**OBJECTIVE**: Render every line of the material below as a JSON list of strings, one string per line, and leave out any blank lines.

**Part of a data file**:
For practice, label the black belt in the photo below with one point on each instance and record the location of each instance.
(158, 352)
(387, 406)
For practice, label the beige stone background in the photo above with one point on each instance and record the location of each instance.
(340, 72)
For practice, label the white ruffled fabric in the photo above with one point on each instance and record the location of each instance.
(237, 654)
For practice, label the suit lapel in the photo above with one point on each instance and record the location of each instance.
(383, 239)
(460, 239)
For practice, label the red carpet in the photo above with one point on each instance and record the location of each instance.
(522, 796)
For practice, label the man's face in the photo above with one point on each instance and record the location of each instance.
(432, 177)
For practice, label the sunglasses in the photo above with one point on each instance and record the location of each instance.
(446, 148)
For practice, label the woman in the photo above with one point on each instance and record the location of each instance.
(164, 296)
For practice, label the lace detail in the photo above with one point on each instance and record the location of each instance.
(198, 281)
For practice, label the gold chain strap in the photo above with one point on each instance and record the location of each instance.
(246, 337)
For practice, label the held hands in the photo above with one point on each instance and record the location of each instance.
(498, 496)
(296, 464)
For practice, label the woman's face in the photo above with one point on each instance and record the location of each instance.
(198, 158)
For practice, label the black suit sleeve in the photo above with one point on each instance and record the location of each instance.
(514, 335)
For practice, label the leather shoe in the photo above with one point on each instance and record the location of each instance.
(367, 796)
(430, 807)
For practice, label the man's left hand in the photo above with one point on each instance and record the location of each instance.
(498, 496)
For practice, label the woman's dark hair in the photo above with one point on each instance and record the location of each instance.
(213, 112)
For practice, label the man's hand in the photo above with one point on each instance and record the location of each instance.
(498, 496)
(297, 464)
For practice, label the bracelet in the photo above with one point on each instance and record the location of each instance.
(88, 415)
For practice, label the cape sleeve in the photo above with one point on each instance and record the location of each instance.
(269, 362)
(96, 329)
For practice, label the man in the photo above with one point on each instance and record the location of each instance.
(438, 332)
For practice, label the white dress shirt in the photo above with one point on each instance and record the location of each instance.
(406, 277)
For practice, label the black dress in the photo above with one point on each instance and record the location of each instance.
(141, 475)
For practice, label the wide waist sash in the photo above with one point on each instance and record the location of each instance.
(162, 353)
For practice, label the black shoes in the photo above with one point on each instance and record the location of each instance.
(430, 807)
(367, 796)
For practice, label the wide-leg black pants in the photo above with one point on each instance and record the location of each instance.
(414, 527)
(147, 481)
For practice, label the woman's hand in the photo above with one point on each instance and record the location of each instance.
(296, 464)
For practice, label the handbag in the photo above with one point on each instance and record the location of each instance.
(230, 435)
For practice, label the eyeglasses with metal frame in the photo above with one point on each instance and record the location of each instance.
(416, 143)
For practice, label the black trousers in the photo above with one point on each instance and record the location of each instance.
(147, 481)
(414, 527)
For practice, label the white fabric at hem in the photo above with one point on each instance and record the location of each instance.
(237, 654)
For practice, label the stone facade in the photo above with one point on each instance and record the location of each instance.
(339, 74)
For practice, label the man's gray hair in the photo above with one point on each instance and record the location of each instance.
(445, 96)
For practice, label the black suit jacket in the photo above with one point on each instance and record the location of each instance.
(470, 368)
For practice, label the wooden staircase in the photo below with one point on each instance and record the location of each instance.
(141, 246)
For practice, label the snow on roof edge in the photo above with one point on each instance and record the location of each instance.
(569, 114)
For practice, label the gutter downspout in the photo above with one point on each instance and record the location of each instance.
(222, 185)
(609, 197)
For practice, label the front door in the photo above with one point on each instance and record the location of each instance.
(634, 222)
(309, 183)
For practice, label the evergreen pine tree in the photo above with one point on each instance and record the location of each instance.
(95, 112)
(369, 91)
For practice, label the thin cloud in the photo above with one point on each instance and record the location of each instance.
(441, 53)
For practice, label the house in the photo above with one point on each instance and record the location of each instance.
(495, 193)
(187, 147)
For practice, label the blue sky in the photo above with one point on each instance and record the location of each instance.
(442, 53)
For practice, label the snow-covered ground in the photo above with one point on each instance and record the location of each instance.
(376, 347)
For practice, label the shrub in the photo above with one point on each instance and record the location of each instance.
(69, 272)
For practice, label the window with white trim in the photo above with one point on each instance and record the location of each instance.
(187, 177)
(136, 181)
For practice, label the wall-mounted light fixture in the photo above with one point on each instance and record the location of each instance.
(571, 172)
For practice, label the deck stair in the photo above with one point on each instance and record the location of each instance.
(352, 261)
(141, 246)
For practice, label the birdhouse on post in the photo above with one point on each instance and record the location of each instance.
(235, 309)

**SOLUTION**:
[
  "For practice, label the black belt in the photo below with one point on each instance and record the location of each instance.",
  "(158, 352)",
  "(387, 406)",
  "For practice, label the beige stone background in the photo above with one point on each instance and record the location of each instance.",
  "(340, 72)",
  "For practice, label the white ruffled fabric in the photo above with one point on each instance and record the location of each instance.",
  "(237, 654)",
  "For practice, label the suit lapel in the photo above with one point on each instance and record the location of each instance.",
  "(383, 239)",
  "(460, 239)",
  "For practice, label the red carpet in the photo above with one point on each instance and record the location of each instance.",
  "(522, 796)",
  "For practice, label the man's face in the photo above with one point on each instance and record the location of each instance.",
  "(432, 177)",
  "For practice, label the sunglasses in the photo above with one point on each instance and record the location of each instance.",
  "(446, 148)",
  "For practice, label the woman in the photo above with one point on each instance and record the location of each instance.",
  "(164, 296)",
  "For practice, label the lace detail in the photo above with one point on each instance and record the location of each instance.",
  "(198, 281)",
  "For practice, label the gold chain strap in the photo above with one point on each instance and record the location of each instance.",
  "(246, 337)",
  "For practice, label the held hands in the photo above with one point on each instance and record the location of each instance.",
  "(498, 496)",
  "(296, 464)",
  "For practice, label the woman's face in the photo above with one point on each instance and record the location of each instance.",
  "(198, 158)",
  "For practice, label the black suit sleeve in the photo above with one point on each instance and record the location of each instance.",
  "(514, 335)",
  "For practice, label the leather shoe in the photo above with one point on each instance and record the location of each instance.",
  "(367, 796)",
  "(430, 807)",
  "For practice, label the man's left hand in the photo above with one point on each instance and record the location of each instance.",
  "(498, 496)",
  "For practice, label the woman's dark hair in the photo above with one point on each instance and record the location of each instance.",
  "(213, 112)",
  "For practice, label the man's hand in the photo above with one point on each instance and record the location of each instance.",
  "(498, 496)",
  "(297, 464)",
  "For practice, label the bracelet in the photo above with one point on each instance and record the location of each instance.",
  "(88, 415)",
  "For practice, label the cape sleeve in the photo above with one point on each instance and record the location of each instance.",
  "(269, 362)",
  "(96, 329)",
  "For practice, label the man in the photo above with one point on each instance and record the location of each instance.",
  "(438, 332)",
  "For practice, label the white dress shirt in the photo above with one point on each instance and record the location of each instance.",
  "(406, 277)",
  "For practice, label the black dress in the photo above with one point on each instance and record the location of each instance.",
  "(141, 475)",
  "For practice, label the wide waist sash in the photo above with one point on each instance and record the location of each instance.",
  "(162, 353)",
  "For practice, label the black shoes in the photo above with one point on each instance and record the location of each instance.",
  "(430, 807)",
  "(367, 796)",
  "For practice, label the wide-leg black pants in the photo above with one point on each instance and record the location of each instance.",
  "(414, 527)",
  "(147, 481)",
  "For practice, label the woman's hand in the photo above with one point on each instance and record the location of each instance.",
  "(296, 464)",
  "For practice, label the handbag in the photo above with one point on each instance and record the location of each instance.",
  "(230, 435)",
  "For practice, label the eyeglasses with metal frame in the photo above with one point on each instance and record the location of each instance.",
  "(416, 143)",
  "For practice, label the black trousers in the photo above with one point on each instance and record the location of each instance.",
  "(147, 481)",
  "(414, 527)",
  "For practice, label the white fabric at hem in the photo above with one point on each instance and record the location of each instance.",
  "(237, 654)",
  "For practice, label the stone facade in the photo above with one point on each instance and record the location of each instance.",
  "(339, 74)",
  "For practice, label the man's gray hair in the photo above with one point on each instance and record the location of each instance.",
  "(445, 96)",
  "For practice, label the black suit jacket in the photo above with one point on each instance and record the location of each instance.",
  "(470, 368)",
  "For practice, label the wooden staircase in the photo below with one point on each instance and record the location of each instance.",
  "(141, 246)",
  "For practice, label the snow on roof edge in the photo above with one point on each instance and record the location of each instance.",
  "(569, 114)",
  "For practice, label the gutter downspout in the photo above with one point on each instance and record the location of each instance.",
  "(222, 185)",
  "(609, 197)",
  "For practice, label the front door in the photo above with one point on each instance and record the location of each instance.",
  "(634, 222)",
  "(309, 183)",
  "For practice, label the evergreen pine tree in the photo above with one point on each instance and record the location of each instance.",
  "(95, 112)",
  "(369, 91)",
  "For practice, label the thin cloud in the photo above with one point on each instance and record the location of each instance.",
  "(441, 53)",
  "For practice, label the house in the photo above with one point on each instance and record the location of each instance.",
  "(495, 193)",
  "(187, 147)",
  "For practice, label the blue sky in the photo above with one point on each instance and record the location of each instance.",
  "(442, 53)",
  "For practice, label the snow-covered ground in the photo above with one point on each instance and record the location of each instance.",
  "(376, 347)",
  "For practice, label the shrub in the photo above with one point on each instance and record the location of each instance.",
  "(69, 272)",
  "For practice, label the window with white trim in the photo above with one point on each instance and record the location of each instance.",
  "(187, 177)",
  "(136, 181)",
  "For practice, label the wall-mounted light fixture in the photo above with one point on each instance and record the location of each instance.",
  "(571, 172)",
  "For practice, label the deck stair in the photo above with one point on each instance and record the location of each instance.",
  "(352, 261)",
  "(141, 246)",
  "For practice, label the birdhouse on post in the photo above with one point on each instance and record the location of each instance.",
  "(235, 309)"
]